*EXERCISE:*
Copy out the lines below exactly, everything from the line containing "the porch railing" down to the line containing "(1095, 372)", with both of those lines included.

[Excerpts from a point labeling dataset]
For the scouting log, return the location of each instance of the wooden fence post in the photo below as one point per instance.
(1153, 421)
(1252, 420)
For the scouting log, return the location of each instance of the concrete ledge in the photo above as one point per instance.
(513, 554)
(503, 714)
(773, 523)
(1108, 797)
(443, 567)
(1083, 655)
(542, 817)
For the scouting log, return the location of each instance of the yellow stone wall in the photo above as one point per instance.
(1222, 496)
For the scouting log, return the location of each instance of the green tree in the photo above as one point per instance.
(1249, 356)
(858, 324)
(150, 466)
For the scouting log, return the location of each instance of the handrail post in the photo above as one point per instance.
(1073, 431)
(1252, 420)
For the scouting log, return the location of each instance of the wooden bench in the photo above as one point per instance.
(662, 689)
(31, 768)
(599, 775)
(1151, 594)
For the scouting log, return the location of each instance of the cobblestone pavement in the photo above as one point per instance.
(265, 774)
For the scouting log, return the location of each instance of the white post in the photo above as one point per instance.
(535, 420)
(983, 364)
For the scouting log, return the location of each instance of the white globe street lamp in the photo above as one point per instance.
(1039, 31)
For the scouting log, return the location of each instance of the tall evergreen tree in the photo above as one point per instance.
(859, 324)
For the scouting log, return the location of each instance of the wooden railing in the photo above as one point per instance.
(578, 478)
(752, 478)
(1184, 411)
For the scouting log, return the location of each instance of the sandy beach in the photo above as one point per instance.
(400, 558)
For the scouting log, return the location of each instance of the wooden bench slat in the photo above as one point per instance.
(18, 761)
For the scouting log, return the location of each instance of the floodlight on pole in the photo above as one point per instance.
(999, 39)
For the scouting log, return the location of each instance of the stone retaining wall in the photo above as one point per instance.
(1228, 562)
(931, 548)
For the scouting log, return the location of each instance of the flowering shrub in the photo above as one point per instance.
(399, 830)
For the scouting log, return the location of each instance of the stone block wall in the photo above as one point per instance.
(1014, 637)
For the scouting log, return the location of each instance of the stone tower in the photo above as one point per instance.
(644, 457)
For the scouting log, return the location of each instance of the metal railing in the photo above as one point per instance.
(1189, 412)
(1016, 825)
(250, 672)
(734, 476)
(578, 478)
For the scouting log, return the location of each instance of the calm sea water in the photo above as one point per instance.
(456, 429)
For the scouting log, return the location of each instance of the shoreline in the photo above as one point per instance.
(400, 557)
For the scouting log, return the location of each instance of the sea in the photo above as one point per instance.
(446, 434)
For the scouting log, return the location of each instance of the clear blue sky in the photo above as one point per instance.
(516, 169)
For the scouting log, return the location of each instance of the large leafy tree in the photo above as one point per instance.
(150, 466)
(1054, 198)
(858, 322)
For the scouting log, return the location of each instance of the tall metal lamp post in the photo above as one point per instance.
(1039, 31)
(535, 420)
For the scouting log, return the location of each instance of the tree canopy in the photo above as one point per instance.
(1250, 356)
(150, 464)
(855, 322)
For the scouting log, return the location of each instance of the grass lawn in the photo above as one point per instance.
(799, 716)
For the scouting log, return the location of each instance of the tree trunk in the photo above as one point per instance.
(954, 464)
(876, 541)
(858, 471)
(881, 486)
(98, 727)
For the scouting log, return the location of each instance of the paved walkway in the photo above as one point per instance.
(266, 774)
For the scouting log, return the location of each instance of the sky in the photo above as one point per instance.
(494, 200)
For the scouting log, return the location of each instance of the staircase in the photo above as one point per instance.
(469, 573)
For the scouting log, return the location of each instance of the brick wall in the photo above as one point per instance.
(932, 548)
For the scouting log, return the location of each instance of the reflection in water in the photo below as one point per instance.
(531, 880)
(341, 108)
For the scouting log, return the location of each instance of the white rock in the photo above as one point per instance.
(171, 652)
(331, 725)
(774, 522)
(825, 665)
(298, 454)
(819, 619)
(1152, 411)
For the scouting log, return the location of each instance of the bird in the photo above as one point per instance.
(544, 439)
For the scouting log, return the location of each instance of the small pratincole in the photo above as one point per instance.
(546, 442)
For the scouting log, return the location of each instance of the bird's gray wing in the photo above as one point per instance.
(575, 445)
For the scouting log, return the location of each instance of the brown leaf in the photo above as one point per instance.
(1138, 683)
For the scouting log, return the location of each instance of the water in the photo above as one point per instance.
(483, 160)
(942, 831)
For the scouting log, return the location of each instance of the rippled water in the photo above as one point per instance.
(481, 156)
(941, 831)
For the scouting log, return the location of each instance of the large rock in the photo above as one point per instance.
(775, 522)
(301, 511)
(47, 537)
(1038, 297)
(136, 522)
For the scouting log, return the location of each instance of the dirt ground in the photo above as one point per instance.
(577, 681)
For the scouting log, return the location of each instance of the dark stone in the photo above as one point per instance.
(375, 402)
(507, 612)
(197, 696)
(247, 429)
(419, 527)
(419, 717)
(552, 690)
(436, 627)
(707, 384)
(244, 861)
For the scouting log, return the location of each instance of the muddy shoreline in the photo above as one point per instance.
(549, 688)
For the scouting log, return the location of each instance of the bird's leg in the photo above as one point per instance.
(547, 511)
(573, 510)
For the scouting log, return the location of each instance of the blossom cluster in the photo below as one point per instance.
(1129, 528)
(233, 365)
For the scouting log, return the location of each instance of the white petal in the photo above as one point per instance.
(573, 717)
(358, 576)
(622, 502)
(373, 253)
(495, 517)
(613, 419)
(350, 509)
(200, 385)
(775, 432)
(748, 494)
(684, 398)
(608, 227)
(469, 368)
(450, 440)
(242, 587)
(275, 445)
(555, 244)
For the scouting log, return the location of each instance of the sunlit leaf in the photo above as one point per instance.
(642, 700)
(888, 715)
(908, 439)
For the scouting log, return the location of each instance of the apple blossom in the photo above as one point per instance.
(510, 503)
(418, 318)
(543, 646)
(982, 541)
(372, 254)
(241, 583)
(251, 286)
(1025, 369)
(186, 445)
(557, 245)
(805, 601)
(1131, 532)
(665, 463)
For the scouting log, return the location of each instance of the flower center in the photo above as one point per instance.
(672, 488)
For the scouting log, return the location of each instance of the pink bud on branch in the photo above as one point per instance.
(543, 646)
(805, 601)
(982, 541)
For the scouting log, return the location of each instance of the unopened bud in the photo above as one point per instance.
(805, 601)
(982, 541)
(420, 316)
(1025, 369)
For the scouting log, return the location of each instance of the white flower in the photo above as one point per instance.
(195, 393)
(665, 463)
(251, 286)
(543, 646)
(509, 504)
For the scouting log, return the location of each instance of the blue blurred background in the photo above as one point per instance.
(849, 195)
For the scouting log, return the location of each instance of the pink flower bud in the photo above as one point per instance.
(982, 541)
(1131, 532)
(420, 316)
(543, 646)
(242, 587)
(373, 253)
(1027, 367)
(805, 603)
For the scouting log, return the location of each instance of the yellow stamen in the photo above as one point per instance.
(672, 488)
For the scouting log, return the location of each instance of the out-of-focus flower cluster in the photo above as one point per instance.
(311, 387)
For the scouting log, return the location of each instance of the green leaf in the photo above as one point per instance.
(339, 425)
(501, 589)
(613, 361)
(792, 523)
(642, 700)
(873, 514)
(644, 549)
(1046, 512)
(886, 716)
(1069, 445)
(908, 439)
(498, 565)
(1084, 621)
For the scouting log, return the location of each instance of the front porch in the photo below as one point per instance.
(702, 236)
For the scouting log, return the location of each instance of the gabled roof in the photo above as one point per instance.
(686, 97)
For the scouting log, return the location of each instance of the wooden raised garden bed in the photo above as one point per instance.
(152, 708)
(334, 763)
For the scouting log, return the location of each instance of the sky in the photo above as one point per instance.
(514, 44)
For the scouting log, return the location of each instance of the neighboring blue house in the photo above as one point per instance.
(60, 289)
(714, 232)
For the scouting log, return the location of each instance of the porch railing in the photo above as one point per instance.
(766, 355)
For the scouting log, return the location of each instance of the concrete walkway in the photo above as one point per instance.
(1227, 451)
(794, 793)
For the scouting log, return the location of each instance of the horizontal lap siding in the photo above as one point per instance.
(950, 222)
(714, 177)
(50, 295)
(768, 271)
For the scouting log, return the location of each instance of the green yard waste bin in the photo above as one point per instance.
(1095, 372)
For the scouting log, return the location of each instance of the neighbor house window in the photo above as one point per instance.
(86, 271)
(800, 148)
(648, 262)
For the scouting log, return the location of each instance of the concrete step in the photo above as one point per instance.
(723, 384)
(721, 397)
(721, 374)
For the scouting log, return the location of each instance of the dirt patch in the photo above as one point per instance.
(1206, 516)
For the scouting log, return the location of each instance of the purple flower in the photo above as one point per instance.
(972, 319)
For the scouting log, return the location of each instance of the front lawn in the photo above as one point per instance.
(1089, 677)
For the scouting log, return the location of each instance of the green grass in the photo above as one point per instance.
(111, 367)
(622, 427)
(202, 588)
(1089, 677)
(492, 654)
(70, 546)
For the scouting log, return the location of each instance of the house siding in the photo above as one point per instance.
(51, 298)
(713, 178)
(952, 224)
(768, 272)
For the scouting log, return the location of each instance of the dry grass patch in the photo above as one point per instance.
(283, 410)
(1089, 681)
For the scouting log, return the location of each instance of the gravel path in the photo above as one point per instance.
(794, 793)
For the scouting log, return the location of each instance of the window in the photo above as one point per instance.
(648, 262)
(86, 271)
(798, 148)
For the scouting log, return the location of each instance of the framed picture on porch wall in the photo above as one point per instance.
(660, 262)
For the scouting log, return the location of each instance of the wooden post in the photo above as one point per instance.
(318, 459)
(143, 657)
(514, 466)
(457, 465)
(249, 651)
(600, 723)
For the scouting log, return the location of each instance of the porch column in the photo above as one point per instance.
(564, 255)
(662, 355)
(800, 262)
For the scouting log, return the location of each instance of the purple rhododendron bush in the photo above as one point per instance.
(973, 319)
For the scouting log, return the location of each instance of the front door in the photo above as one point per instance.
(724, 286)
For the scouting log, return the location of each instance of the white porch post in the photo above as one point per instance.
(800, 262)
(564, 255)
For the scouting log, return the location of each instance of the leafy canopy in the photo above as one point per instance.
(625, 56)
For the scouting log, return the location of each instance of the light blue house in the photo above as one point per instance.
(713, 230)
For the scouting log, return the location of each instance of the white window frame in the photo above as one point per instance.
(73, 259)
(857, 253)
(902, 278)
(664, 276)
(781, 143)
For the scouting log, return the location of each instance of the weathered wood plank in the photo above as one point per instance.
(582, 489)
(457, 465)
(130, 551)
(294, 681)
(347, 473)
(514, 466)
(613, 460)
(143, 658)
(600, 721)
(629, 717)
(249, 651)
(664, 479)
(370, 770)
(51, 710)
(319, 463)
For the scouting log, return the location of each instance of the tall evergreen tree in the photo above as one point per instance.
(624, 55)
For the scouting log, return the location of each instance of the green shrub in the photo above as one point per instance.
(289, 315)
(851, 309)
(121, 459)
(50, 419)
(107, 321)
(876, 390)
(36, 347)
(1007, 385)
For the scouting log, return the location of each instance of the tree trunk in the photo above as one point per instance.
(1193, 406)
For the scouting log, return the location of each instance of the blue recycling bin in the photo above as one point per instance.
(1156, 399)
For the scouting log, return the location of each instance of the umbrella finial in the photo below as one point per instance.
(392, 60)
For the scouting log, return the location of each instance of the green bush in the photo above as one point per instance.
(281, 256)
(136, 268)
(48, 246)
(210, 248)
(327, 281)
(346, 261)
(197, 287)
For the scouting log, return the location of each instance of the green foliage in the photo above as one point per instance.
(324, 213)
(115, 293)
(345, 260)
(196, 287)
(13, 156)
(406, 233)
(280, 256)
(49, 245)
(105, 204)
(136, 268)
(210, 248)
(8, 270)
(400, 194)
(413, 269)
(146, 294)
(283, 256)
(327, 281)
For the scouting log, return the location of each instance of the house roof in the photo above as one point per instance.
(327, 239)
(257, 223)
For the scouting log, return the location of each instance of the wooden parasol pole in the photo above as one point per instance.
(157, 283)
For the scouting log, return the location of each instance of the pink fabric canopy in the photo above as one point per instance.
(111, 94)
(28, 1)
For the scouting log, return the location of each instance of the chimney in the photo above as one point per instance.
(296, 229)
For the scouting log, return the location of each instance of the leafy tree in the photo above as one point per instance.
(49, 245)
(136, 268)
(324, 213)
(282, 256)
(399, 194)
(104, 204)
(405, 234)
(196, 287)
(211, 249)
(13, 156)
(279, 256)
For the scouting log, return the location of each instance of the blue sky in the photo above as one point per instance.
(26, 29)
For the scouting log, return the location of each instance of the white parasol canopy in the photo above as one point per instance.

*SOLUTION TO THIS TASK:*
For the scouting log, return the location of each instance of the porch railing in the photo above as one point per instance.
(766, 355)
For the scouting log, return the location of each instance of the concrete walkway in the photo above as one point per instance.
(1227, 451)
(794, 793)
For the scouting log, return the location of each instance of the horizontal lap siding in the photo above as one point per instance.
(950, 222)
(714, 177)
(50, 295)
(768, 271)
For the scouting log, return the location of each instance of the green yard waste bin in the photo above as one point per instance.
(1095, 372)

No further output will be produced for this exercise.